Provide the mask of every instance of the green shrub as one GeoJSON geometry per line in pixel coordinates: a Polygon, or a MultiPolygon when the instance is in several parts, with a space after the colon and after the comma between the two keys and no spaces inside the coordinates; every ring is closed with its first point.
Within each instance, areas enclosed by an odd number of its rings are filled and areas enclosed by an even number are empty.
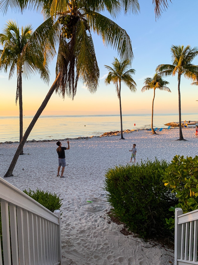
{"type": "MultiPolygon", "coordinates": [[[[163,181],[164,185],[175,194],[179,202],[170,211],[181,208],[185,213],[198,209],[198,156],[194,158],[176,155],[165,169],[163,181]]],[[[174,216],[172,217],[174,217],[174,216]]],[[[174,219],[167,218],[170,229],[174,227],[174,219]]]]}
{"type": "Polygon", "coordinates": [[[55,210],[60,209],[62,204],[61,203],[62,199],[60,199],[59,196],[57,196],[55,193],[53,194],[48,191],[45,192],[38,188],[36,191],[32,191],[29,188],[29,191],[26,190],[23,191],[53,213],[55,210]]]}
{"type": "Polygon", "coordinates": [[[105,175],[105,189],[112,211],[128,229],[142,237],[172,235],[165,226],[169,208],[178,202],[162,182],[164,160],[120,165],[105,175]]]}

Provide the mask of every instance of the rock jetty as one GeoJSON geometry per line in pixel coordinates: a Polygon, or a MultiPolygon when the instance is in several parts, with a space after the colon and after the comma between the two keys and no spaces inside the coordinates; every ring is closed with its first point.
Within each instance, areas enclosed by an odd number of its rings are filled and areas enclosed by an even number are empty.
{"type": "MultiPolygon", "coordinates": [[[[167,126],[171,126],[171,127],[179,127],[179,122],[169,122],[168,123],[166,123],[165,125],[167,125],[167,126]]],[[[183,127],[184,125],[185,125],[185,124],[182,123],[182,127],[183,127]]]]}

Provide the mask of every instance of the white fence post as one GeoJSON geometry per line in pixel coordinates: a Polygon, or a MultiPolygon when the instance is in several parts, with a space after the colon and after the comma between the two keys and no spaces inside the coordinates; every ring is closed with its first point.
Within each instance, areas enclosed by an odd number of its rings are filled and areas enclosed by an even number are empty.
{"type": "Polygon", "coordinates": [[[182,229],[181,225],[178,225],[177,218],[183,214],[181,208],[176,208],[175,220],[175,265],[177,265],[177,259],[181,258],[182,244],[182,229]]]}
{"type": "Polygon", "coordinates": [[[8,203],[6,201],[2,201],[1,206],[4,264],[11,265],[8,203]]]}
{"type": "Polygon", "coordinates": [[[54,213],[59,216],[59,229],[57,229],[57,245],[58,246],[58,260],[62,264],[62,251],[61,250],[61,226],[60,219],[60,211],[55,210],[54,213]]]}
{"type": "Polygon", "coordinates": [[[0,265],[11,265],[11,253],[13,265],[61,264],[60,210],[52,213],[1,178],[0,203],[0,265]]]}

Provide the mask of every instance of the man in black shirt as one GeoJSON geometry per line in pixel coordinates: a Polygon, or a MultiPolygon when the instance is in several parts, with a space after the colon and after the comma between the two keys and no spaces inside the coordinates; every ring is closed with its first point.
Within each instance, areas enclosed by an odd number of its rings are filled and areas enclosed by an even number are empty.
{"type": "Polygon", "coordinates": [[[56,144],[58,147],[56,149],[56,152],[58,155],[58,173],[57,177],[59,177],[59,172],[61,166],[62,166],[62,170],[61,170],[61,174],[60,178],[65,178],[63,176],[63,173],[65,170],[65,168],[66,165],[65,162],[65,150],[69,150],[70,149],[70,142],[67,141],[68,144],[68,147],[64,147],[61,146],[62,144],[61,142],[58,141],[56,143],[56,144]]]}

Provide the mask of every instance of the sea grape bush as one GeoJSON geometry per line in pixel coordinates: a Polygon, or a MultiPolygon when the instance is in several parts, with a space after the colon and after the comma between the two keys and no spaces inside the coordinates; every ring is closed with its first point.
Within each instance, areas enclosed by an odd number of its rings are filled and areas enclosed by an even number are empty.
{"type": "Polygon", "coordinates": [[[132,232],[143,238],[172,236],[165,225],[171,217],[168,211],[178,203],[164,186],[163,176],[169,164],[147,160],[109,169],[105,189],[112,213],[132,232]]]}
{"type": "Polygon", "coordinates": [[[45,192],[38,188],[36,191],[34,191],[29,188],[29,191],[26,190],[23,191],[53,213],[55,210],[59,210],[62,204],[61,203],[62,199],[60,199],[59,196],[57,196],[55,193],[53,194],[48,191],[45,192]]]}
{"type": "MultiPolygon", "coordinates": [[[[163,181],[178,199],[179,203],[170,211],[180,208],[185,213],[198,209],[198,156],[185,158],[183,155],[175,155],[165,170],[163,181]]],[[[174,227],[174,219],[166,221],[170,229],[174,227]]]]}

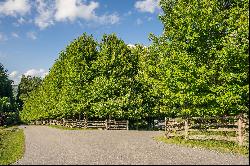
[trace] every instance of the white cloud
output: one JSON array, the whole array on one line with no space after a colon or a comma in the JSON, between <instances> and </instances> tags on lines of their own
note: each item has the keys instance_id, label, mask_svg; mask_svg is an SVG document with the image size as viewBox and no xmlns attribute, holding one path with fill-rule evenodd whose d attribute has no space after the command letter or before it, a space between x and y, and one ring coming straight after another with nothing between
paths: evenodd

▶ _WHAT THE TASK REQUIRES_: Count the lines in the records above that contain the string "evenodd", treating uppercase and lowercase as different, and give only the number.

▶ _EXPECTED ANSWER_: 2